Revise the records below by changing every "response_format" to "output_format". Leave all other text unchanged.

— start of Material shown —

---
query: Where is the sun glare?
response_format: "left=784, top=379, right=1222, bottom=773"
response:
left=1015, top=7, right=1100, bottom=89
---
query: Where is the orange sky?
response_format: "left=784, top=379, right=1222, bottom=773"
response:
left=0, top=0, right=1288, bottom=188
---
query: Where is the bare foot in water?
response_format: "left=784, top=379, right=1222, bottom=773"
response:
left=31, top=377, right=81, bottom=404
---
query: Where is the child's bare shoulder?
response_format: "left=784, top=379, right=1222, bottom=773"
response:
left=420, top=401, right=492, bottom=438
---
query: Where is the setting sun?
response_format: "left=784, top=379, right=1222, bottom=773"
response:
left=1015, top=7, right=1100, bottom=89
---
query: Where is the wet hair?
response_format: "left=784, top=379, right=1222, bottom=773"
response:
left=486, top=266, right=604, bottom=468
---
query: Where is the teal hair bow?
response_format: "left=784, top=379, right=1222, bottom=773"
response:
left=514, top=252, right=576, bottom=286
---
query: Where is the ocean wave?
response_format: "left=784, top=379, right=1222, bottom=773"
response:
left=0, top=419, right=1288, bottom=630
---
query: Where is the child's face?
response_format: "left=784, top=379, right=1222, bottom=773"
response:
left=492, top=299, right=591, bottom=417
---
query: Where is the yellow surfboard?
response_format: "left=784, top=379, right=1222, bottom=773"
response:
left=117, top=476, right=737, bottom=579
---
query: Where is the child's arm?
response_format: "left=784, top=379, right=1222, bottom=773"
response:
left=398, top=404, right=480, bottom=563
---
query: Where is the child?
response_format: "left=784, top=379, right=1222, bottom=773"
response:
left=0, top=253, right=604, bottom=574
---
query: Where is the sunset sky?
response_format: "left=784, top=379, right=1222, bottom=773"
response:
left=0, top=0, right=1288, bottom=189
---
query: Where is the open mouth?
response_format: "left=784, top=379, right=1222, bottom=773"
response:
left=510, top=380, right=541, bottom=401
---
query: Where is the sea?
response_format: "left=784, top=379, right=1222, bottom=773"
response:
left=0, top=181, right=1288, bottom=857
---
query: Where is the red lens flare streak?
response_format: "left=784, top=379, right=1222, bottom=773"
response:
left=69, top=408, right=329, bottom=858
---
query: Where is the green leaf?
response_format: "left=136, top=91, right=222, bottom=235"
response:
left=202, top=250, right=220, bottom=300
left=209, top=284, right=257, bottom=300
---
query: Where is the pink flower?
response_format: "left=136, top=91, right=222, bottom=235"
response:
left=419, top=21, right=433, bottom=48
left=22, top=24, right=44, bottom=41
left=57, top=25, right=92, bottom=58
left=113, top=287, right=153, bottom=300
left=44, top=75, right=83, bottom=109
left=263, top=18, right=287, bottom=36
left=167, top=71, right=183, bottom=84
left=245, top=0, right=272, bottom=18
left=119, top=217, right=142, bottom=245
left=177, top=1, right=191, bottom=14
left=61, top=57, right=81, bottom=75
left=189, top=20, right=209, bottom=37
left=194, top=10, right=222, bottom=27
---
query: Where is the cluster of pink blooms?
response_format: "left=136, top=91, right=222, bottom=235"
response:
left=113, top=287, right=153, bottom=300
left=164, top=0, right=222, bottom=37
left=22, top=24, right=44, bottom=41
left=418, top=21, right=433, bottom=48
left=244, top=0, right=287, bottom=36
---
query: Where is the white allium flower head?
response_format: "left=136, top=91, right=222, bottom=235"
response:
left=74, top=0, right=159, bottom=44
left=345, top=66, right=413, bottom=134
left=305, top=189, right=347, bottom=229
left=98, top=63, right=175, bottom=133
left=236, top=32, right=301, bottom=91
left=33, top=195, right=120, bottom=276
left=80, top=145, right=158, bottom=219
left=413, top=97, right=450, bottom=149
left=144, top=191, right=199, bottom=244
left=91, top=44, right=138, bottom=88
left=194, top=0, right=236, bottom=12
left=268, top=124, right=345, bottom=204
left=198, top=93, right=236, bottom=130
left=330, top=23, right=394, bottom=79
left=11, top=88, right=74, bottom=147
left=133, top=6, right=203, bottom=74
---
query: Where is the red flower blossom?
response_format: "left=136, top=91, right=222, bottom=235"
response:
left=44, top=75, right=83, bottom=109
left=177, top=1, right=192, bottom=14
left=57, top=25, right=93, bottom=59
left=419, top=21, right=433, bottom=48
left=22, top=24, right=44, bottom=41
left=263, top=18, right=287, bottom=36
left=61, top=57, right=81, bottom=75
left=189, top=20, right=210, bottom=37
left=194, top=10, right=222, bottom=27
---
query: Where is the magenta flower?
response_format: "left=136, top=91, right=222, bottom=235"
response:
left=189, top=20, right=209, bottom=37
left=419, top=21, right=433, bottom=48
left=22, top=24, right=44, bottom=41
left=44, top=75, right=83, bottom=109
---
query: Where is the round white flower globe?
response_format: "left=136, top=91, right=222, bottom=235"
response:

— end of Material shown —

**Worked answer**
---
query: Where is the sun glare?
output_format: "left=784, top=379, right=1222, bottom=773"
response:
left=1015, top=7, right=1100, bottom=89
---
query: Where is the orange sky?
output_format: "left=784, top=379, right=1222, bottom=773"
response:
left=0, top=0, right=1288, bottom=188
---
query: Where is the bare foot in water?
output_format: "left=784, top=379, right=1222, bottom=773"
response:
left=31, top=377, right=81, bottom=404
---
query: Where is the child's bare shoulder?
output_format: "left=784, top=379, right=1222, bottom=773"
response:
left=420, top=401, right=492, bottom=438
---
query: Where is the setting sun?
output_format: "left=784, top=379, right=1222, bottom=773"
response:
left=1015, top=7, right=1100, bottom=89
---
query: Where is the wet hair?
output_format: "left=784, top=379, right=1222, bottom=773"
response:
left=486, top=266, right=604, bottom=468
---
query: Where is the teal hair bow?
output_format: "left=784, top=379, right=1222, bottom=773"
response:
left=514, top=252, right=576, bottom=286
---
query: Where is the ocean wave?
output_format: "left=784, top=379, right=1222, bottom=773"
response:
left=0, top=419, right=1288, bottom=630
---
query: Where is the child's face?
output_format: "left=784, top=379, right=1222, bottom=773"
response:
left=492, top=299, right=591, bottom=417
---
query: Where is the yellow surfboard?
output_format: "left=784, top=379, right=1222, bottom=773"
response:
left=117, top=476, right=737, bottom=579
---
query: Where is the child's arm?
output_format: "left=784, top=379, right=1222, bottom=773"
response:
left=398, top=404, right=480, bottom=563
---
query: Where is the child?
output_format: "left=784, top=379, right=1222, bottom=773"
response:
left=0, top=253, right=604, bottom=574
---
query: Where is the sunset sky?
output_format: "left=784, top=379, right=1222, bottom=773"
response:
left=0, top=0, right=1288, bottom=189
---
query: Where is the open mouth?
output_format: "left=784, top=379, right=1222, bottom=773"
response:
left=510, top=380, right=541, bottom=401
---
query: Where is the sea?
output_format: "left=784, top=379, right=1222, bottom=773"
response:
left=0, top=181, right=1288, bottom=857
---
query: Where is the red lens flare streak?
output_format: "left=784, top=379, right=1222, bottom=773"
response:
left=69, top=408, right=329, bottom=858
---
query: Where is the green leaf?
output_format: "left=136, top=91, right=222, bottom=235"
response:
left=202, top=250, right=220, bottom=300
left=209, top=284, right=257, bottom=300
---
query: Where is the pink flower?
output_format: "left=136, top=91, right=222, bottom=235"
response:
left=419, top=21, right=433, bottom=48
left=22, top=24, right=44, bottom=41
left=57, top=25, right=92, bottom=58
left=113, top=287, right=153, bottom=300
left=44, top=75, right=83, bottom=109
left=263, top=18, right=287, bottom=36
left=167, top=71, right=183, bottom=84
left=245, top=0, right=272, bottom=18
left=119, top=217, right=142, bottom=245
left=177, top=1, right=191, bottom=14
left=61, top=57, right=81, bottom=75
left=189, top=20, right=209, bottom=37
left=194, top=10, right=222, bottom=27
---
query: Where is the cluster of pink blooms?
output_format: "left=136, top=91, right=222, bottom=235"
response:
left=113, top=287, right=153, bottom=300
left=164, top=0, right=222, bottom=37
left=22, top=24, right=44, bottom=41
left=418, top=21, right=433, bottom=48
left=244, top=0, right=287, bottom=36
---
query: Where is the white allium flower head?
output_format: "left=136, top=91, right=222, bottom=235"
response:
left=74, top=0, right=159, bottom=44
left=345, top=66, right=413, bottom=134
left=305, top=189, right=347, bottom=229
left=98, top=63, right=175, bottom=133
left=236, top=32, right=301, bottom=91
left=33, top=195, right=120, bottom=276
left=80, top=145, right=158, bottom=219
left=413, top=97, right=450, bottom=149
left=144, top=191, right=199, bottom=244
left=91, top=44, right=138, bottom=88
left=194, top=0, right=236, bottom=12
left=268, top=124, right=345, bottom=204
left=198, top=93, right=236, bottom=130
left=330, top=23, right=394, bottom=79
left=11, top=88, right=74, bottom=147
left=133, top=6, right=203, bottom=74
---
query: Where is the red flower blossom?
output_format: "left=136, top=91, right=222, bottom=235"
response:
left=44, top=75, right=83, bottom=109
left=177, top=1, right=192, bottom=14
left=57, top=25, right=93, bottom=59
left=419, top=21, right=433, bottom=48
left=22, top=24, right=44, bottom=41
left=263, top=18, right=287, bottom=36
left=61, top=57, right=81, bottom=75
left=189, top=20, right=210, bottom=37
left=194, top=10, right=222, bottom=27
---
query: Where is the magenta flower?
output_format: "left=136, top=91, right=222, bottom=235"
response:
left=189, top=20, right=209, bottom=37
left=419, top=21, right=433, bottom=48
left=22, top=24, right=44, bottom=41
left=44, top=75, right=83, bottom=109
---
query: Where is the round white flower globe?
output_format: "left=136, top=91, right=222, bottom=235"
response:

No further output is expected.